[Free-text object descriptions]
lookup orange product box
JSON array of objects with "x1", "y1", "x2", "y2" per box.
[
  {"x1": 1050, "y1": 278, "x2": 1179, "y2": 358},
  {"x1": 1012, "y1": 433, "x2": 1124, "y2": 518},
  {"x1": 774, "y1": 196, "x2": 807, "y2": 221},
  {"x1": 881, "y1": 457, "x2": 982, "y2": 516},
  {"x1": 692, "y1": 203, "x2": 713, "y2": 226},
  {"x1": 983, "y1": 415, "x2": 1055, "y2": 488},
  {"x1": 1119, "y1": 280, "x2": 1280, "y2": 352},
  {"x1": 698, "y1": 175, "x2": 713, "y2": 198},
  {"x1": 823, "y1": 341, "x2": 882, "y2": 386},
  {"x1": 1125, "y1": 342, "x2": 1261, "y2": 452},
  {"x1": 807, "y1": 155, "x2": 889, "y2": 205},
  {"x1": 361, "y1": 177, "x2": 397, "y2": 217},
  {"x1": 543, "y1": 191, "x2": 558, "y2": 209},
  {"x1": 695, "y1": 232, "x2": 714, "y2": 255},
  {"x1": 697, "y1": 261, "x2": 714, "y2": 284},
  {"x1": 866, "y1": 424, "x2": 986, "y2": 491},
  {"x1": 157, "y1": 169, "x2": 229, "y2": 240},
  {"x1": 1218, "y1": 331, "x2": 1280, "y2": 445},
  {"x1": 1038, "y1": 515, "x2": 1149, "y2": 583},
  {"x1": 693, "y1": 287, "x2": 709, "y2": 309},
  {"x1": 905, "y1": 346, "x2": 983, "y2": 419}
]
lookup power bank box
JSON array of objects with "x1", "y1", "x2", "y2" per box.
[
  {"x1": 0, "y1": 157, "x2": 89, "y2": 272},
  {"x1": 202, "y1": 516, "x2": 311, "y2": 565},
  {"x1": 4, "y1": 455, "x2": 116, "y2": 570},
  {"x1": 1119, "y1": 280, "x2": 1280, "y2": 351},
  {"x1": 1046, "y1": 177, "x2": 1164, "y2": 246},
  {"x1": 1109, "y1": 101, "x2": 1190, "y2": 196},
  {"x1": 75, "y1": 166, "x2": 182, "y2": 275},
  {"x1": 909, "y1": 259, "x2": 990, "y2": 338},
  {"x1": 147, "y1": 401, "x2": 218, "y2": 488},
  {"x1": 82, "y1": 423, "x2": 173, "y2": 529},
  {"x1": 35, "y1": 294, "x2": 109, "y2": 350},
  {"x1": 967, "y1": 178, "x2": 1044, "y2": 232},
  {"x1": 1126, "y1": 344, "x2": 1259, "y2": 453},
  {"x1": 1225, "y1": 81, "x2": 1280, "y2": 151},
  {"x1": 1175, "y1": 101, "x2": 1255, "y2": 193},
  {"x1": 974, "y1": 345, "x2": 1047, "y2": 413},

* _Required action_:
Each entry above must be set down again without alteration.

* _Answer to this task_:
lookup orange product box
JSON array of objects with "x1", "y1", "x2", "y2" per box.
[
  {"x1": 1050, "y1": 278, "x2": 1179, "y2": 358},
  {"x1": 1012, "y1": 433, "x2": 1124, "y2": 518},
  {"x1": 774, "y1": 196, "x2": 807, "y2": 221},
  {"x1": 881, "y1": 457, "x2": 982, "y2": 516},
  {"x1": 692, "y1": 203, "x2": 713, "y2": 226},
  {"x1": 983, "y1": 415, "x2": 1055, "y2": 488},
  {"x1": 1119, "y1": 280, "x2": 1280, "y2": 352},
  {"x1": 698, "y1": 175, "x2": 713, "y2": 198},
  {"x1": 823, "y1": 341, "x2": 882, "y2": 386},
  {"x1": 1125, "y1": 342, "x2": 1261, "y2": 452},
  {"x1": 807, "y1": 155, "x2": 889, "y2": 205},
  {"x1": 361, "y1": 177, "x2": 397, "y2": 217},
  {"x1": 543, "y1": 191, "x2": 558, "y2": 209},
  {"x1": 695, "y1": 232, "x2": 714, "y2": 255},
  {"x1": 697, "y1": 261, "x2": 714, "y2": 284},
  {"x1": 866, "y1": 424, "x2": 986, "y2": 491},
  {"x1": 157, "y1": 169, "x2": 229, "y2": 240},
  {"x1": 1218, "y1": 331, "x2": 1280, "y2": 445},
  {"x1": 1038, "y1": 515, "x2": 1149, "y2": 583},
  {"x1": 693, "y1": 287, "x2": 709, "y2": 309},
  {"x1": 905, "y1": 346, "x2": 983, "y2": 419}
]
lookup power bank box
JSON array of objects with "x1", "y1", "x2", "y2" per box.
[
  {"x1": 0, "y1": 157, "x2": 89, "y2": 272},
  {"x1": 202, "y1": 516, "x2": 311, "y2": 565},
  {"x1": 4, "y1": 455, "x2": 116, "y2": 570},
  {"x1": 1119, "y1": 280, "x2": 1280, "y2": 351},
  {"x1": 1046, "y1": 177, "x2": 1164, "y2": 246},
  {"x1": 1109, "y1": 101, "x2": 1190, "y2": 196},
  {"x1": 75, "y1": 166, "x2": 182, "y2": 275},
  {"x1": 909, "y1": 259, "x2": 990, "y2": 338},
  {"x1": 147, "y1": 401, "x2": 218, "y2": 488},
  {"x1": 82, "y1": 423, "x2": 173, "y2": 529},
  {"x1": 35, "y1": 294, "x2": 109, "y2": 350},
  {"x1": 967, "y1": 178, "x2": 1044, "y2": 232},
  {"x1": 1126, "y1": 344, "x2": 1259, "y2": 453},
  {"x1": 1225, "y1": 81, "x2": 1280, "y2": 151},
  {"x1": 1175, "y1": 101, "x2": 1255, "y2": 193},
  {"x1": 974, "y1": 345, "x2": 1047, "y2": 413},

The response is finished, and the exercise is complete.